* Brief *
List each line from the start of the rows through the line holding "column 317, row 210", both included, as a numbered list with blank lines left out. Leave the pictures out of your answer.

* Exercise data *
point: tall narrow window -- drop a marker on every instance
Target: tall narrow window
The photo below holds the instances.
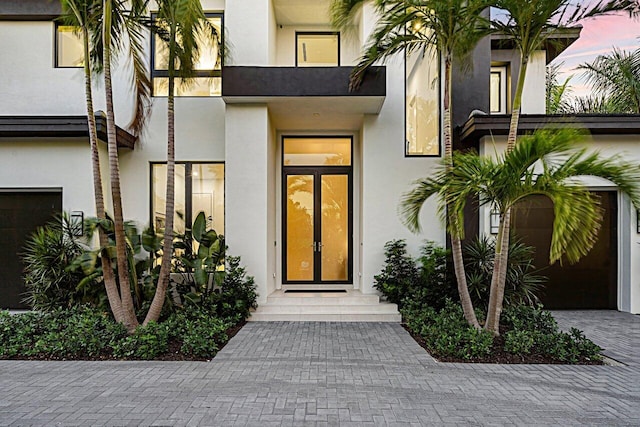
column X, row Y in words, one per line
column 208, row 76
column 317, row 49
column 69, row 48
column 199, row 188
column 498, row 90
column 422, row 104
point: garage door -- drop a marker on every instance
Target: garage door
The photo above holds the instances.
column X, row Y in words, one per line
column 20, row 214
column 589, row 284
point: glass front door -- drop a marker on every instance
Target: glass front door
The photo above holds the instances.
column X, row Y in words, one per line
column 317, row 226
column 317, row 210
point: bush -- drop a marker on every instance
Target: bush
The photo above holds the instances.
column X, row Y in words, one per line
column 399, row 274
column 527, row 331
column 200, row 333
column 50, row 280
column 147, row 342
column 534, row 330
column 522, row 285
column 76, row 333
column 446, row 332
column 431, row 281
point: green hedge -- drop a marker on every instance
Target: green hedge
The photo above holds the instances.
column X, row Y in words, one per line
column 85, row 333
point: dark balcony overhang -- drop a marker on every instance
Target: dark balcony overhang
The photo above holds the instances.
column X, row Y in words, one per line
column 556, row 43
column 597, row 124
column 300, row 97
column 55, row 127
column 29, row 10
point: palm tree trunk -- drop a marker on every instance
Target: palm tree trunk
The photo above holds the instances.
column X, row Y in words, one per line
column 110, row 284
column 129, row 317
column 456, row 244
column 499, row 275
column 167, row 245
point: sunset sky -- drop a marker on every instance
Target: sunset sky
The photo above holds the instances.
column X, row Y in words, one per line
column 598, row 37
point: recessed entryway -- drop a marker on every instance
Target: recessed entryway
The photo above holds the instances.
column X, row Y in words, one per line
column 21, row 212
column 317, row 211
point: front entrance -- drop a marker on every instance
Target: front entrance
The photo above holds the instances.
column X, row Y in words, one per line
column 317, row 211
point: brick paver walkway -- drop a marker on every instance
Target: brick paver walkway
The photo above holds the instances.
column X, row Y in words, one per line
column 331, row 374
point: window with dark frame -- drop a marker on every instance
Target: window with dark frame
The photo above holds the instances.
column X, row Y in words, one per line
column 422, row 104
column 199, row 187
column 317, row 49
column 498, row 90
column 68, row 49
column 208, row 76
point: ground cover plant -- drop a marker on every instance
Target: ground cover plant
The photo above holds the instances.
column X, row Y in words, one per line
column 425, row 291
column 84, row 333
column 72, row 320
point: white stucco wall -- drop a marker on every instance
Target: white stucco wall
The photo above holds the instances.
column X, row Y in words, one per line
column 534, row 94
column 386, row 175
column 249, row 190
column 249, row 31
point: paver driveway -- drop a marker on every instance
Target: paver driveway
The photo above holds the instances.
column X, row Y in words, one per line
column 331, row 374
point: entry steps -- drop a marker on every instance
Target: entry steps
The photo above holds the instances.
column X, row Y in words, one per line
column 319, row 306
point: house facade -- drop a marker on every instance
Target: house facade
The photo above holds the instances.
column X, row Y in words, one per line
column 301, row 175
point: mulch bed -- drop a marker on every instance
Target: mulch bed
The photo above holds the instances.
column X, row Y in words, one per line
column 498, row 355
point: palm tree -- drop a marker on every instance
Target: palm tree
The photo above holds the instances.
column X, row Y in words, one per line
column 616, row 78
column 121, row 31
column 181, row 24
column 544, row 163
column 82, row 15
column 529, row 24
column 451, row 28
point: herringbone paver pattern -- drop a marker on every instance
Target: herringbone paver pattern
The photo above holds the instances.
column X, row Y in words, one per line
column 331, row 374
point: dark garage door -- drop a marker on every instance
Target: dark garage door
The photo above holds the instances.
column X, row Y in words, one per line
column 589, row 284
column 20, row 214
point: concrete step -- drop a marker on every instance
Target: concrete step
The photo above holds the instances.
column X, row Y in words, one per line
column 327, row 317
column 315, row 305
column 329, row 309
column 321, row 298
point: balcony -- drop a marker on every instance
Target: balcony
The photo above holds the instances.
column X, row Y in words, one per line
column 306, row 97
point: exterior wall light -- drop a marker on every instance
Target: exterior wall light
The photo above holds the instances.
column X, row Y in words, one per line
column 77, row 223
column 494, row 221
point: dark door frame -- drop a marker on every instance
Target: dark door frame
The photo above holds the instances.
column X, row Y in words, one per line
column 317, row 172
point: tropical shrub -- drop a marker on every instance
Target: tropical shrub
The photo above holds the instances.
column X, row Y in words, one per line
column 522, row 284
column 85, row 333
column 430, row 280
column 447, row 333
column 399, row 274
column 51, row 281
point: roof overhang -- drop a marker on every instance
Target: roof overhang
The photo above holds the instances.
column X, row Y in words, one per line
column 597, row 124
column 29, row 10
column 559, row 40
column 60, row 127
column 307, row 97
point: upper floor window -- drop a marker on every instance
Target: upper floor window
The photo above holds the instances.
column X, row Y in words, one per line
column 498, row 90
column 208, row 75
column 69, row 49
column 422, row 104
column 317, row 49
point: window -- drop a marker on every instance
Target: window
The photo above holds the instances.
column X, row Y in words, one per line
column 422, row 104
column 498, row 92
column 199, row 188
column 317, row 49
column 208, row 78
column 69, row 49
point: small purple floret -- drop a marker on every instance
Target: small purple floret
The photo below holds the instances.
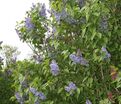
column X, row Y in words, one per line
column 54, row 68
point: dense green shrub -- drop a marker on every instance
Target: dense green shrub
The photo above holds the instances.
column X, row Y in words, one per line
column 79, row 45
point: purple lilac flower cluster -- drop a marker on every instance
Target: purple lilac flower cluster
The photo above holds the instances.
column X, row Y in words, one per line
column 29, row 25
column 79, row 59
column 107, row 54
column 54, row 68
column 88, row 101
column 71, row 86
column 37, row 94
column 103, row 24
column 81, row 3
column 43, row 11
column 19, row 98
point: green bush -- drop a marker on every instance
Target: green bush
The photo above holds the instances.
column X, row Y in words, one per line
column 79, row 45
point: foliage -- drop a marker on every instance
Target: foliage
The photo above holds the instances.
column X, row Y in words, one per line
column 9, row 54
column 80, row 47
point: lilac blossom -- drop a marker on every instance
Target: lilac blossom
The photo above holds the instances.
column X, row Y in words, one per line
column 43, row 11
column 78, row 59
column 41, row 96
column 75, row 58
column 103, row 24
column 33, row 90
column 107, row 54
column 71, row 86
column 36, row 101
column 88, row 101
column 54, row 68
column 81, row 3
column 29, row 25
column 18, row 97
column 37, row 94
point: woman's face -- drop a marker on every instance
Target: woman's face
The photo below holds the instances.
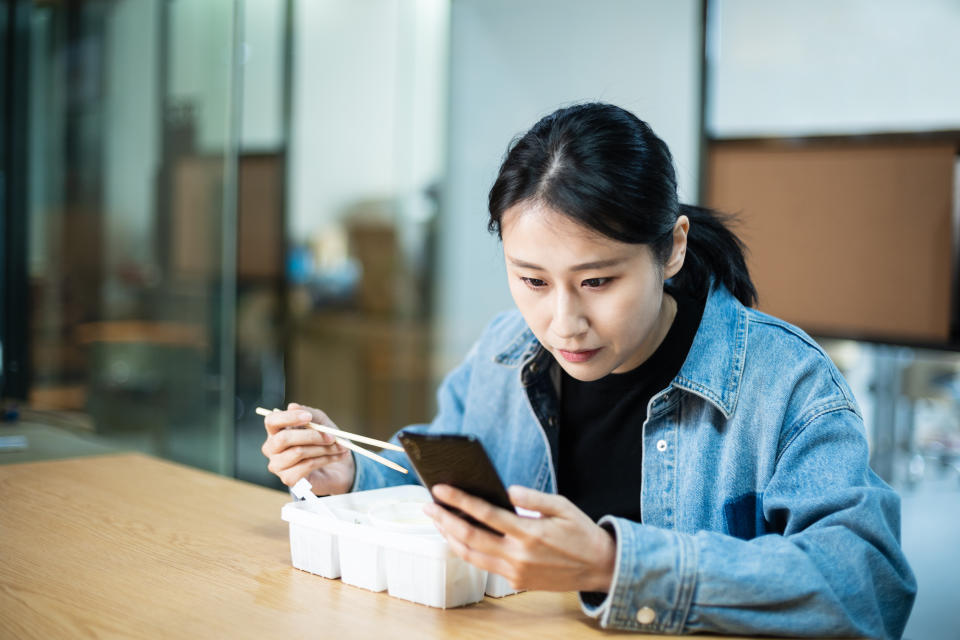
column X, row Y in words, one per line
column 595, row 303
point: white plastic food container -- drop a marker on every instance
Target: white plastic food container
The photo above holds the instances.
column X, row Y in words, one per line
column 380, row 540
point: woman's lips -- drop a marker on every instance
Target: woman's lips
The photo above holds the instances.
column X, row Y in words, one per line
column 577, row 356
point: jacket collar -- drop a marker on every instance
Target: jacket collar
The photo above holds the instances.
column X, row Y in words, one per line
column 714, row 365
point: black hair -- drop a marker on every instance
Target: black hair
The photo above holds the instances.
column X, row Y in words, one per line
column 606, row 169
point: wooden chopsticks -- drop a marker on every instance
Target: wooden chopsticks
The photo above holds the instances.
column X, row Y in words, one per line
column 343, row 439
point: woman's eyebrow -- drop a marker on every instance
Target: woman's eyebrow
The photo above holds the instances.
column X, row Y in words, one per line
column 586, row 266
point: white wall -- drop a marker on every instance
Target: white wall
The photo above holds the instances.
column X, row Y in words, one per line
column 828, row 67
column 513, row 62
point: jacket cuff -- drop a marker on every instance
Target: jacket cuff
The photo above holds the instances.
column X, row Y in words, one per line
column 653, row 579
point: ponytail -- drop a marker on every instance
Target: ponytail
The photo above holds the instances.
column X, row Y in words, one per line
column 606, row 169
column 715, row 255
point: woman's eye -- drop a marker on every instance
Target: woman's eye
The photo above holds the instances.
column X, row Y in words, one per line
column 535, row 283
column 595, row 283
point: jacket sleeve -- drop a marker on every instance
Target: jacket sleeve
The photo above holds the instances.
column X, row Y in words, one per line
column 449, row 419
column 836, row 570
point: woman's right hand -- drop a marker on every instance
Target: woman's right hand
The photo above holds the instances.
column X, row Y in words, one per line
column 296, row 451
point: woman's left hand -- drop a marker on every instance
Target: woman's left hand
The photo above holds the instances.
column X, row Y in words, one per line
column 563, row 550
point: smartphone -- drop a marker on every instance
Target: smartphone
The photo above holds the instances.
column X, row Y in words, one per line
column 460, row 461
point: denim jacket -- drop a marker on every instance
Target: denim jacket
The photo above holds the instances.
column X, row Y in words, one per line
column 760, row 512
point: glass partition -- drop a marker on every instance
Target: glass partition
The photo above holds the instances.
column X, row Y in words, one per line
column 132, row 222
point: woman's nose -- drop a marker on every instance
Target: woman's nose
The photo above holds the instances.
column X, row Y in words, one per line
column 568, row 317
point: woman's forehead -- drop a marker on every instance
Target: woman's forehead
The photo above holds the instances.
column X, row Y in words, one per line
column 541, row 236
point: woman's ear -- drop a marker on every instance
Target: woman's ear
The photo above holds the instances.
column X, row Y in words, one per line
column 674, row 263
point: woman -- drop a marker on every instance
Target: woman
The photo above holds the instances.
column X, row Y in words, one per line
column 699, row 466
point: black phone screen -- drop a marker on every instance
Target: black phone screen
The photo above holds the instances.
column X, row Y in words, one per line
column 457, row 460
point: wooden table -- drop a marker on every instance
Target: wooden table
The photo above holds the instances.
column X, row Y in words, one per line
column 128, row 545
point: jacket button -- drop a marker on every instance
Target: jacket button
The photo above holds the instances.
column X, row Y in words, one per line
column 646, row 615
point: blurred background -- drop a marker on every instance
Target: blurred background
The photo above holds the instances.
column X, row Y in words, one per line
column 212, row 205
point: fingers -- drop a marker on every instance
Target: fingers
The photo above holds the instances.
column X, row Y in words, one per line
column 303, row 469
column 494, row 517
column 280, row 420
column 477, row 558
column 292, row 456
column 547, row 504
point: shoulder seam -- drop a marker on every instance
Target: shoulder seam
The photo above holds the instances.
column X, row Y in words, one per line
column 817, row 412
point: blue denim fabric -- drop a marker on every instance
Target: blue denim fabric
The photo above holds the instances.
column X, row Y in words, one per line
column 760, row 512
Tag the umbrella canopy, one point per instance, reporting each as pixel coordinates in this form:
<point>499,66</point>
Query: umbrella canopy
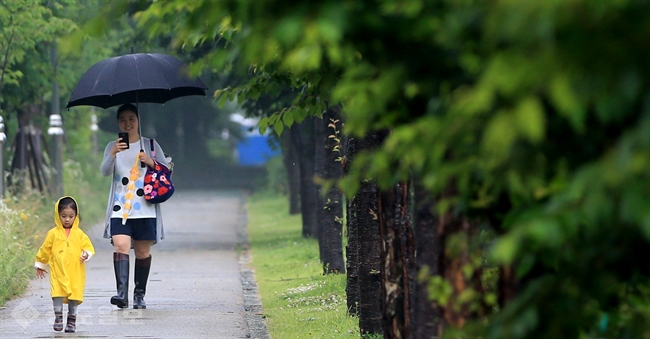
<point>141,77</point>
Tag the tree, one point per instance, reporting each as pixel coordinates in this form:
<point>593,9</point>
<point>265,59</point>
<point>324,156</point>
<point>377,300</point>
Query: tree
<point>524,121</point>
<point>330,207</point>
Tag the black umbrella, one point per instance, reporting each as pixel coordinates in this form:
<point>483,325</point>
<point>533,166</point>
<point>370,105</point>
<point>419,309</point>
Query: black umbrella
<point>135,78</point>
<point>141,77</point>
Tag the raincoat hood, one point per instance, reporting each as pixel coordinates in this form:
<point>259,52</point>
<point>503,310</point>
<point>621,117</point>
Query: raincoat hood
<point>57,220</point>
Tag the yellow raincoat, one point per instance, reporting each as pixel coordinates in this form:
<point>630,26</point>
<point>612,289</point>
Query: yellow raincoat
<point>62,253</point>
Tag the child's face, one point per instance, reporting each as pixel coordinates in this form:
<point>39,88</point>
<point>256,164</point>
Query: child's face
<point>67,216</point>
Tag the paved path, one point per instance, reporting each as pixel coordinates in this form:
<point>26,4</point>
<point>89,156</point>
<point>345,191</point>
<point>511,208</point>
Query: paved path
<point>199,286</point>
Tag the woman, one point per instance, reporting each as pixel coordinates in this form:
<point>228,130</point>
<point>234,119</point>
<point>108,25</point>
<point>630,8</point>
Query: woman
<point>131,221</point>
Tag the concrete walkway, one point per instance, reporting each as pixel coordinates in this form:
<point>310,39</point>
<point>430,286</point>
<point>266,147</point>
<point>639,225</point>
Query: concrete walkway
<point>200,285</point>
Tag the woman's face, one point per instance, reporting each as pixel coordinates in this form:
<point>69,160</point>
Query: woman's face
<point>128,122</point>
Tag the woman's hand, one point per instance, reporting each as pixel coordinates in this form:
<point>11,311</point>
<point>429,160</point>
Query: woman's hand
<point>118,147</point>
<point>145,158</point>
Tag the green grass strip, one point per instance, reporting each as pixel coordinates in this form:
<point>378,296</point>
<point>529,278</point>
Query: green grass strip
<point>298,300</point>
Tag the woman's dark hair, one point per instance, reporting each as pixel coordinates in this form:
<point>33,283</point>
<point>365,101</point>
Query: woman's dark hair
<point>68,202</point>
<point>127,107</point>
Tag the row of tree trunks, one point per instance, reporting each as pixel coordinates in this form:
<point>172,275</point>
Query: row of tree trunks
<point>397,259</point>
<point>28,165</point>
<point>426,318</point>
<point>330,207</point>
<point>303,137</point>
<point>364,245</point>
<point>352,247</point>
<point>291,164</point>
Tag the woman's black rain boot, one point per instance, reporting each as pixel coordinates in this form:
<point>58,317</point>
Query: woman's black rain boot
<point>142,267</point>
<point>121,266</point>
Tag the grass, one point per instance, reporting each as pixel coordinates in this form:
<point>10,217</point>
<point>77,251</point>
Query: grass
<point>22,229</point>
<point>298,300</point>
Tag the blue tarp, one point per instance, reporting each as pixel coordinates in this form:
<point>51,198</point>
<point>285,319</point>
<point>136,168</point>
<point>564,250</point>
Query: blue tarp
<point>254,150</point>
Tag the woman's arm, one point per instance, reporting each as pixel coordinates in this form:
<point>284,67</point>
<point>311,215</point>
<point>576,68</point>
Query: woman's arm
<point>108,163</point>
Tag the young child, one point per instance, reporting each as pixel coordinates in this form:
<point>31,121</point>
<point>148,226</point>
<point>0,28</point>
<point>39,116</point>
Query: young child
<point>66,248</point>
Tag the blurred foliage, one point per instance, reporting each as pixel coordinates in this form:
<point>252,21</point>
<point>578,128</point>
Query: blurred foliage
<point>537,112</point>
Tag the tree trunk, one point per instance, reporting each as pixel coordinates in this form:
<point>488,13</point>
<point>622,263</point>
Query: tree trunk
<point>320,137</point>
<point>397,259</point>
<point>331,222</point>
<point>291,164</point>
<point>303,137</point>
<point>369,239</point>
<point>426,315</point>
<point>352,247</point>
<point>457,234</point>
<point>28,164</point>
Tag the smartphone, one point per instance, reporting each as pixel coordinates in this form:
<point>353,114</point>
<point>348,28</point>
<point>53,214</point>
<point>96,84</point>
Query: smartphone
<point>124,137</point>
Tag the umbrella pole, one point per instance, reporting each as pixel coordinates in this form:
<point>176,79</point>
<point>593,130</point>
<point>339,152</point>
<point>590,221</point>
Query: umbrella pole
<point>137,104</point>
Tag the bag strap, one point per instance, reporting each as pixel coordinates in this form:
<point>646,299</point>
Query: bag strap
<point>153,149</point>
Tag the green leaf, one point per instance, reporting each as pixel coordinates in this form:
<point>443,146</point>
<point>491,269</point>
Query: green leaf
<point>530,119</point>
<point>288,118</point>
<point>278,127</point>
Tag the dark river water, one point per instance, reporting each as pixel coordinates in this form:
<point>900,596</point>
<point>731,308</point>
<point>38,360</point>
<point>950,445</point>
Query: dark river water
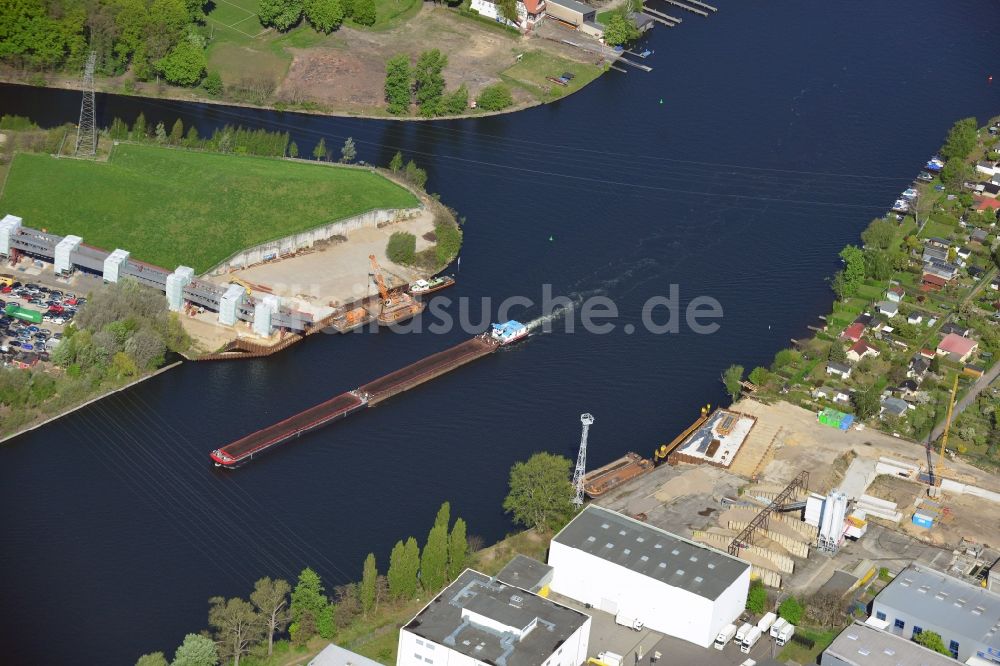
<point>784,127</point>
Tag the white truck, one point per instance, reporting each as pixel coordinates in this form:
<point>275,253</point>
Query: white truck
<point>610,658</point>
<point>742,632</point>
<point>778,625</point>
<point>751,640</point>
<point>725,636</point>
<point>629,621</point>
<point>785,635</point>
<point>765,622</point>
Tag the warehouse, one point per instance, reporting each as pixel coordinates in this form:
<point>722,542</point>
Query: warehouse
<point>672,585</point>
<point>478,620</point>
<point>865,645</point>
<point>967,617</point>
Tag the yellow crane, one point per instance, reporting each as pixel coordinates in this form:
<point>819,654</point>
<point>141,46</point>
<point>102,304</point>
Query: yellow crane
<point>947,425</point>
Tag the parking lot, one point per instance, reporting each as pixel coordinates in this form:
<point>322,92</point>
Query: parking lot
<point>639,648</point>
<point>30,334</point>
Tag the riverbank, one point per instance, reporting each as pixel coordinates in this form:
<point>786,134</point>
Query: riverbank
<point>343,74</point>
<point>916,312</point>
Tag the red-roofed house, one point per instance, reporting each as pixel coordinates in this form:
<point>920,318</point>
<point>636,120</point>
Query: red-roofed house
<point>529,12</point>
<point>859,350</point>
<point>933,282</point>
<point>853,332</point>
<point>957,348</point>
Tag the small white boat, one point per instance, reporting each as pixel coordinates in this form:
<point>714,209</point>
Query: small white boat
<point>508,332</point>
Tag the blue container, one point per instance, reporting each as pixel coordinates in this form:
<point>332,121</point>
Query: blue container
<point>922,520</point>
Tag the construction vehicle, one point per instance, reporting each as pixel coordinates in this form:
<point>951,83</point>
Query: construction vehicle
<point>936,474</point>
<point>396,304</point>
<point>663,452</point>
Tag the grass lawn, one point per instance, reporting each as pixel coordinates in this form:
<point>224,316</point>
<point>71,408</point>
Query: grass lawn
<point>170,207</point>
<point>534,66</point>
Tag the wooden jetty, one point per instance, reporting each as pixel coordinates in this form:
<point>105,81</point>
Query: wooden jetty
<point>702,4</point>
<point>702,12</point>
<point>660,17</point>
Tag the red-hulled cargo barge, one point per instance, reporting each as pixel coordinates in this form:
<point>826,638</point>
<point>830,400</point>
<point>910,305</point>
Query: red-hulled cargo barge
<point>245,449</point>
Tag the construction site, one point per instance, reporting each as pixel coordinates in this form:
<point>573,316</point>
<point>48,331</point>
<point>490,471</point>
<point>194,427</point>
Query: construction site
<point>811,507</point>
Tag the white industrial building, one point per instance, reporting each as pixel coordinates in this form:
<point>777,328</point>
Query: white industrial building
<point>966,616</point>
<point>674,586</point>
<point>479,620</point>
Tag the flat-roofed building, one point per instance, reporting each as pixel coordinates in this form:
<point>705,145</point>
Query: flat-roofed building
<point>670,584</point>
<point>967,617</point>
<point>864,645</point>
<point>480,620</point>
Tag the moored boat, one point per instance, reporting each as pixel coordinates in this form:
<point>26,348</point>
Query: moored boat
<point>434,284</point>
<point>508,332</point>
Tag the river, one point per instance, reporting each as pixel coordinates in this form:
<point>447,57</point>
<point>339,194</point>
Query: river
<point>764,140</point>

* Reply to the exercise *
1. point: tall narrow window -- drop a marker on every instance
2. Target: tall narrow window
3. The photo below holds the instances.
4. column X, row Y in words, one per line
5. column 208, row 76
6. column 317, row 49
7. column 69, row 48
8. column 199, row 188
9. column 498, row 90
10. column 422, row 104
11. point: garage door -- drop a marker on every instance
12. Target: garage door
13. The photo above holds the instances.
14. column X, row Y in words, one per line
15. column 20, row 214
16. column 589, row 284
17. point: glass front door -- drop a marker on every instance
18. Target: glass front door
19. The photo above holds the instances.
20. column X, row Y in words, one per line
21. column 317, row 226
22. column 317, row 210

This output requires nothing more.